(Task directions)
The expected response is the full set of records, unchanged.

Material provided Block Start

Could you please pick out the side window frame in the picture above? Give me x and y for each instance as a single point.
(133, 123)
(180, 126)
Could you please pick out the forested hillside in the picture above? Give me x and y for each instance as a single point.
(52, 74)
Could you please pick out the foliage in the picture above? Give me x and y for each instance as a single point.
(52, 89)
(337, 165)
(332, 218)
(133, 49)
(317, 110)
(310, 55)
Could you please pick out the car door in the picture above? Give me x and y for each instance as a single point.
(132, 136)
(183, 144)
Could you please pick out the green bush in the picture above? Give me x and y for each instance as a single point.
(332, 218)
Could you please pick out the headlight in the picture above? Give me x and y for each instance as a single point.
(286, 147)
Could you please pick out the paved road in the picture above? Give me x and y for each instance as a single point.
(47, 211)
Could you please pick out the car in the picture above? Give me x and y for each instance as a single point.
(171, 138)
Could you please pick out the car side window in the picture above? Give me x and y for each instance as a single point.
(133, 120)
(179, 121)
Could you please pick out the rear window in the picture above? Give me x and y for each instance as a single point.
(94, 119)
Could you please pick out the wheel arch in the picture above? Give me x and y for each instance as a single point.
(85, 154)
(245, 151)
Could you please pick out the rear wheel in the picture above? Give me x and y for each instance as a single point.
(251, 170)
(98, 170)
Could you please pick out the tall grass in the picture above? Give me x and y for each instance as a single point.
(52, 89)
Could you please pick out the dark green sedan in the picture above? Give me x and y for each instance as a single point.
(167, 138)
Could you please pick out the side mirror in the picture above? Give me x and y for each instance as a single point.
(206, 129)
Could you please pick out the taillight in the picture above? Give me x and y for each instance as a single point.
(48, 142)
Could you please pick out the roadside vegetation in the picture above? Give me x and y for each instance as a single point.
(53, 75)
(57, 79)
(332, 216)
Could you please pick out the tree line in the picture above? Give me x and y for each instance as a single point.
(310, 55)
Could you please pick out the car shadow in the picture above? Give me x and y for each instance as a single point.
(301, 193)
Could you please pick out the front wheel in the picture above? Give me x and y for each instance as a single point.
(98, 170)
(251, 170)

Material provided Block End

(Solution to the problem)
Could you please pick out the side window frame in the picture above? Give me x and y for each instance as a single point.
(133, 123)
(180, 126)
Could you please pick out the forested hillside in the picture above? Give me x and y for each instance as a single point.
(52, 74)
Could you please pick out the foliage in the picture above? Give me x and y for each instance as a single point.
(52, 89)
(337, 165)
(332, 218)
(133, 49)
(317, 110)
(310, 55)
Could you please pick out the car door in the picture above? Give me x and y for each instance as a single point.
(132, 136)
(183, 144)
Could you please pick out the green bush in the picture above? Give me x and y for each instance as a single point.
(332, 218)
Could you please pick out the headlight in the picture above? Give me x and y for each instance as a single point.
(286, 147)
Could you please pick out the paved road in the picture above? Give me x and y for each instance as a single point.
(47, 211)
Could you please pick out the car in the picture above? Give me x and y for each instance as a single point.
(171, 138)
Could you please pick out the car side window in the picture above? Give me x and y for each instance as a single point.
(133, 120)
(179, 121)
Could you please pick out the rear window in the picture above? Give me x and y for each instance as a single point.
(94, 119)
Could you please pick out the wheel arch in the picture above? Give me x and y for each instance as a single point.
(85, 154)
(245, 151)
Could you please pick out the rear wheel in the picture above? Give me x and y for each instance as a single point.
(251, 170)
(98, 170)
Could you please pick out the tall grass in the picture above? Give me x and y for each instance as a single point.
(52, 89)
Could you please pick out the dark green sedan in the picture above? Give me x and y for each instance as a single point.
(167, 138)
Could you please pick out the side mirror in the picture above? Give me x and y for each instance as a single point.
(206, 129)
Could you please pick out the taillight in the picture above? Give me x and y for each instance as a single point.
(48, 142)
Could you please pick out the roadside vegetation in the picture above? Give me x and y for each instance as a single point.
(53, 75)
(57, 79)
(332, 216)
Could you please pick out the tree line in the picture above? Give me x and y for each instance as a single point.
(310, 55)
Could you please pick out the car shadow in the picture above? Give me x and y for each instance as a single point.
(301, 193)
Could you please pick out the front wheel in the picture above? Give me x and y for each instance as a single point.
(98, 170)
(251, 170)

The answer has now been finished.